Data provided:
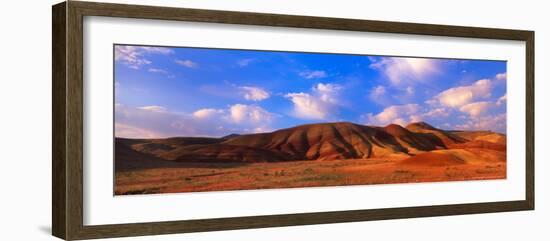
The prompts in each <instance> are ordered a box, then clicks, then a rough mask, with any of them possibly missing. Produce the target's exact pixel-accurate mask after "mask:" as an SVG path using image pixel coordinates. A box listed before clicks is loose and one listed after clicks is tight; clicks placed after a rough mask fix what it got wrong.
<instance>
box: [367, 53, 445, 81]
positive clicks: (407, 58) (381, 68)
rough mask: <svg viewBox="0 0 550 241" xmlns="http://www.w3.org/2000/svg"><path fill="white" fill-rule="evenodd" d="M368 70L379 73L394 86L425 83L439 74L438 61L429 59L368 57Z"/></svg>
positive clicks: (387, 57) (438, 67)
mask: <svg viewBox="0 0 550 241" xmlns="http://www.w3.org/2000/svg"><path fill="white" fill-rule="evenodd" d="M369 59H370V61H371V64H370V66H369V67H370V68H371V69H375V70H379V71H381V72H382V73H383V74H384V75H385V76H386V77H387V78H388V80H389V81H390V82H391V83H392V84H394V85H400V84H412V83H414V82H418V81H425V79H426V78H428V77H429V76H431V75H433V74H436V73H439V66H438V61H437V60H434V59H429V58H405V57H369Z"/></svg>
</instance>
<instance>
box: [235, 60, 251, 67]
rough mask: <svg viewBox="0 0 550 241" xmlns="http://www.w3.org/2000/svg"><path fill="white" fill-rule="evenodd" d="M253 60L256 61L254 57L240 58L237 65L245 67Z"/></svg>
mask: <svg viewBox="0 0 550 241" xmlns="http://www.w3.org/2000/svg"><path fill="white" fill-rule="evenodd" d="M254 61H256V59H241V60H239V61H237V65H239V67H246V66H248V65H250V64H251V63H253V62H254Z"/></svg>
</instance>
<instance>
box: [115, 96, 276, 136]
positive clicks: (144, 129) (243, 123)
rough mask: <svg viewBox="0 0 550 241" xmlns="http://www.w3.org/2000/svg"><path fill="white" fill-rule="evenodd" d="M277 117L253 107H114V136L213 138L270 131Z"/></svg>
mask: <svg viewBox="0 0 550 241" xmlns="http://www.w3.org/2000/svg"><path fill="white" fill-rule="evenodd" d="M276 117H277V115H276V114H274V113H271V112H268V111H267V110H264V109H262V108H261V107H260V106H256V105H244V104H236V105H232V106H228V107H227V109H215V108H204V109H198V110H196V111H194V112H192V113H180V112H174V111H170V110H168V109H167V108H165V107H162V106H156V105H151V106H143V107H129V106H125V105H121V104H117V105H115V136H117V137H127V138H164V137H171V136H213V137H219V136H224V135H227V134H230V133H243V134H245V133H255V132H262V131H267V130H271V123H272V122H273V120H274V119H275V118H276Z"/></svg>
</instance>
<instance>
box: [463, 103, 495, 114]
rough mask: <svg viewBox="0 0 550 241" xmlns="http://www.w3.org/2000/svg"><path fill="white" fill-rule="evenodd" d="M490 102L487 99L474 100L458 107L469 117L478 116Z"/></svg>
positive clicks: (489, 107)
mask: <svg viewBox="0 0 550 241" xmlns="http://www.w3.org/2000/svg"><path fill="white" fill-rule="evenodd" d="M491 106H492V104H491V102H488V101H481V102H474V103H470V104H466V105H464V106H462V107H460V111H462V112H464V113H468V114H469V115H470V117H472V118H473V117H479V116H481V114H484V113H485V112H486V111H487V110H488V109H489V108H491Z"/></svg>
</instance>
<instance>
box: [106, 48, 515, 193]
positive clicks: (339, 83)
mask: <svg viewBox="0 0 550 241" xmlns="http://www.w3.org/2000/svg"><path fill="white" fill-rule="evenodd" d="M113 51H114V59H113V61H114V80H113V85H114V96H115V97H114V101H113V104H114V123H113V125H114V137H113V138H114V139H113V141H114V160H113V162H114V163H113V165H114V171H115V173H114V175H115V180H114V194H115V195H133V194H157V193H185V192H205V191H234V190H254V189H273V188H298V187H300V188H305V187H330V186H349V185H374V184H397V183H402V184H403V183H425V182H451V181H479V180H495V179H505V178H506V82H507V76H506V61H495V60H470V59H443V58H424V57H399V56H380V55H357V54H344V53H305V52H284V51H264V50H261V51H260V50H237V49H213V48H196V47H161V46H144V45H122V44H117V45H114V46H113Z"/></svg>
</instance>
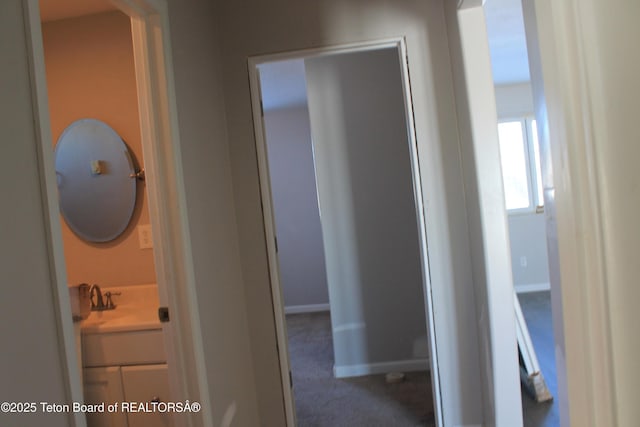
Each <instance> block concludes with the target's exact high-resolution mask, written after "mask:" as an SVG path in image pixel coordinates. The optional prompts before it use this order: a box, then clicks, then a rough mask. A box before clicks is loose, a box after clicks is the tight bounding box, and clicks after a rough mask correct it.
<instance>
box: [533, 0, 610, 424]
mask: <svg viewBox="0 0 640 427" xmlns="http://www.w3.org/2000/svg"><path fill="white" fill-rule="evenodd" d="M588 3H589V2H587V4H585V3H584V2H581V1H576V0H566V1H562V2H554V1H552V0H527V1H524V2H523V8H524V10H525V12H529V14H531V13H532V14H533V15H534V18H535V22H534V26H533V28H534V30H535V32H536V33H537V34H536V36H537V37H536V40H534V41H536V42H537V43H538V48H539V49H538V50H539V57H535V54H536V52H529V58H530V62H531V63H532V64H534V65H535V67H537V68H535V69H534V70H532V84H533V87H534V103H535V109H536V118H537V120H538V135H539V136H540V141H541V144H542V145H541V148H542V150H543V152H546V153H547V154H548V156H544V157H545V160H550V162H544V161H543V178H544V180H545V182H544V196H545V211H546V216H547V227H548V231H547V236H548V245H549V247H550V255H551V254H555V257H556V259H555V260H553V261H554V263H552V264H551V267H553V268H551V271H550V273H551V304H552V309H553V313H554V318H553V322H554V336H555V340H556V342H555V348H556V364H557V370H558V393H559V404H560V413H561V423H562V426H563V427H568V426H569V425H580V426H593V427H595V426H604V425H611V426H613V425H617V420H616V400H615V395H614V382H613V381H614V378H615V376H614V369H613V351H612V346H611V341H610V335H611V320H610V319H611V307H610V305H609V295H608V282H607V271H606V260H605V254H606V247H605V234H604V227H603V224H604V219H603V218H604V217H603V205H602V203H603V202H602V200H603V199H602V195H601V190H600V188H599V183H600V182H601V179H600V178H599V176H598V170H599V167H598V155H597V153H596V148H595V147H596V136H597V135H598V131H599V130H601V129H600V128H599V126H600V125H601V124H602V121H598V120H596V118H595V117H594V114H595V113H594V111H597V110H598V103H599V102H600V99H598V98H597V97H596V98H594V97H593V96H592V94H593V92H596V90H595V89H597V88H598V85H599V84H600V83H599V82H598V81H597V80H595V79H592V80H590V78H589V77H590V68H591V67H593V68H597V67H598V65H599V62H598V59H597V55H595V54H593V51H592V49H591V48H590V46H589V45H588V37H589V35H590V34H591V33H592V32H593V31H594V29H593V28H592V27H590V25H591V24H592V21H590V19H589V15H588V13H589V12H588V11H589V7H590V5H589V4H588ZM525 16H526V15H525ZM529 30H530V28H527V33H528V34H527V38H529V36H530V34H529ZM528 42H531V40H528ZM585 230H586V232H585Z"/></svg>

What you will do: If a line of the records above holds the word "before", show it.

Answer space:
The prompts in each <instance> are ordered a box, then clicks, then a rough mask, with any of them possibly missing. Produce the target's exact pixel-accurate mask after "mask:" as an SVG path using image pixel coordinates. A box listed before clicks is loose and one listed after clicks is tight; clicks placed after a rough mask fix what it got wrong.
Each <instance> block concludes with the target's exact high-resolution mask, written after "mask:" as an SVG path in image pixel coordinates. The optional prompts before it use this order: a box, then clicks, then a rough mask. A box before clicks is loose, a box after clicks is the tight bounding box, and clicks after a rough mask correct it.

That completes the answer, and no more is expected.